Extract to read:
----
I seem to vaguely remember that at the time, del_timer_sync() would loop in order to catch re-arming timers, whereas del_singleshot_timer_sync() would not, hence the commit message. The expectation for del_singleshot_timer_sync() was simply that the caller would ensure safety against re-arming, which was indeed the case for this code.

However if that del_singleshot_timer_sync() expectation has been strengthened to mean that you guarantee never to re-arm the timer at all, then I agree that we should switch to del_timer_sync().

Thanks!
Trond

_________________________________
Trond Myklebust
Linux NFS client maintainer, Hammerspace
[email protected]


2022-10-28 20:56:21

by Steven Rostedt

[permalink] [raw]
Subject: Re: [RFC][PATCH v2 00/31] timers: Use del_timer_shutdown() before freeing timers

On Fri, 28 Oct 2022 20:12:30 +0000
Trond Myklebust <[email protected]> wrote:

> I seem to vaguely remember that at the time, del_timer_sync() would loop
> in order to catch re-arming timers, whereas del_singleshot_timer_sync()
> would not, hence the commit message. The expectation for
> del_singleshot_timer_sync() was simply that the caller would ensure
> safety against re-arming, which was indeed the case for this code.
----
Entries supplied:
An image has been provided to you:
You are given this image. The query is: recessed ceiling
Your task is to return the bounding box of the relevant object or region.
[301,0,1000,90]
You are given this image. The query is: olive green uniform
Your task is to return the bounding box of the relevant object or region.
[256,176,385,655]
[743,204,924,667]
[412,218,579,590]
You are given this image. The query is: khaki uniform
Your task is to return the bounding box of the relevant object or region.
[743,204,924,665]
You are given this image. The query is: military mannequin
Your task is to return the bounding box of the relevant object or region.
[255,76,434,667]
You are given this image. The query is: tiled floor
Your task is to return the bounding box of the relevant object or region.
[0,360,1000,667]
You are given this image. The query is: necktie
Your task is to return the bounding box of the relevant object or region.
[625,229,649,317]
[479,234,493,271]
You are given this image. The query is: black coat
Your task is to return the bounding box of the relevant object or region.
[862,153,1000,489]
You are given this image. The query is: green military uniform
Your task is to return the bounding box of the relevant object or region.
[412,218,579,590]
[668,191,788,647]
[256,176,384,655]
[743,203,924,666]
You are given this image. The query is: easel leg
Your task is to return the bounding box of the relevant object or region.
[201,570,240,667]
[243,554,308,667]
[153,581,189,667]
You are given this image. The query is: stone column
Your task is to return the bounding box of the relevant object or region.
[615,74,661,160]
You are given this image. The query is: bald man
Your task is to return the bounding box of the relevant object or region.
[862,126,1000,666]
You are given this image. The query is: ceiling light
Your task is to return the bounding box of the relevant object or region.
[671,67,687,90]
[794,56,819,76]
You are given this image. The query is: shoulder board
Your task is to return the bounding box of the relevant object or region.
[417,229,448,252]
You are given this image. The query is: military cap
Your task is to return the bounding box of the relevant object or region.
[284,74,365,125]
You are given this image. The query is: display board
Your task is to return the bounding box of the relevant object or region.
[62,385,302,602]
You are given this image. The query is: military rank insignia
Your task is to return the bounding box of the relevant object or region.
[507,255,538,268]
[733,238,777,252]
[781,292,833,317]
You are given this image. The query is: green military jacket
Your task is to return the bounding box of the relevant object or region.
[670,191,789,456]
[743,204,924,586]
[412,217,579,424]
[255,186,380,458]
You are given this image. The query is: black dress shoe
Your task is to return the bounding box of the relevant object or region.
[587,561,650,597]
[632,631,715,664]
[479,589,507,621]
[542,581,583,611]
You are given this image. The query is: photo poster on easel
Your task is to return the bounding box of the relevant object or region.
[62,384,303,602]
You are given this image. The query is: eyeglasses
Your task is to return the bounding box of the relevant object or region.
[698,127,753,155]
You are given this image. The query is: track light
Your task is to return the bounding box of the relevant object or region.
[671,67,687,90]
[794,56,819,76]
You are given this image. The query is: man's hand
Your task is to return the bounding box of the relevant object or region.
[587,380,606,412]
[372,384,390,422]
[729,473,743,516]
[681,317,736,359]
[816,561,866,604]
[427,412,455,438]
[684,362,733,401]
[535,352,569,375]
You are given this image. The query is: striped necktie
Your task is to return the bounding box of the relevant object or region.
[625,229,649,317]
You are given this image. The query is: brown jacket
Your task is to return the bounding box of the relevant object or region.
----
Short exercise 1: List each distinct function name that appears anywhere in the mailing-list excerpt, giving each one only once.
Short exercise 2: Reproduce the mailing-list excerpt word for word, starting at "However if that" and ending at "switch to del_timer_sync().".
Work from the mailing-list excerpt alone, without drawing on the material.

Final answer 1:
del_timer_sync()
del_singleshot_timer_sync()
del_timer_shutdown()

Final answer 2:
However if that del_singleshot_timer_sync() expectation has been strengthened to mean that you guarantee never to re-arm the timer at all, then I agree that we should switch to del_timer_sync().